---- SUPPLIED ENTRIES

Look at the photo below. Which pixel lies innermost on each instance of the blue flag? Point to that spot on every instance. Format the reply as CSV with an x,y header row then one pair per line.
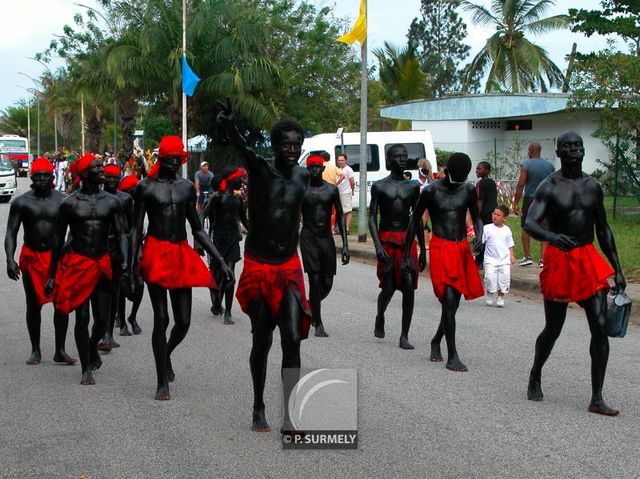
x,y
189,79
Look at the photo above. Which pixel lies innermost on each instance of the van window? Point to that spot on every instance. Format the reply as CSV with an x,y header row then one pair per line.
x,y
353,156
415,152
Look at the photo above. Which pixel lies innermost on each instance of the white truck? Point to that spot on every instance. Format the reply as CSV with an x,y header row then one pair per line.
x,y
8,183
419,145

--------

PROBLEM TO SOLVE: Rewrite every one of the rows above, replacing "innermost" with "most central" and keeping everything else the same. Leave the pictures out of your answer.

SOLVED PROBLEM:
Look at the photo below. Which pixel lies most central on each instance of the blue flag? Point to that spot on every instance. Format the reply as CSV with an x,y header row then one pair per line.
x,y
189,79
Look at the photo above. Which pixel lies most central on each instance of the van window? Point to that spot on every instance. Format the reply as CSV with an x,y header row then one pair per line.
x,y
353,156
415,152
Look at the photo above. Which pixel lies most central on each instance of the white truck? Point to that spot on every instance. Format the reply as CSV with an x,y header row then one pair per line.
x,y
8,183
419,145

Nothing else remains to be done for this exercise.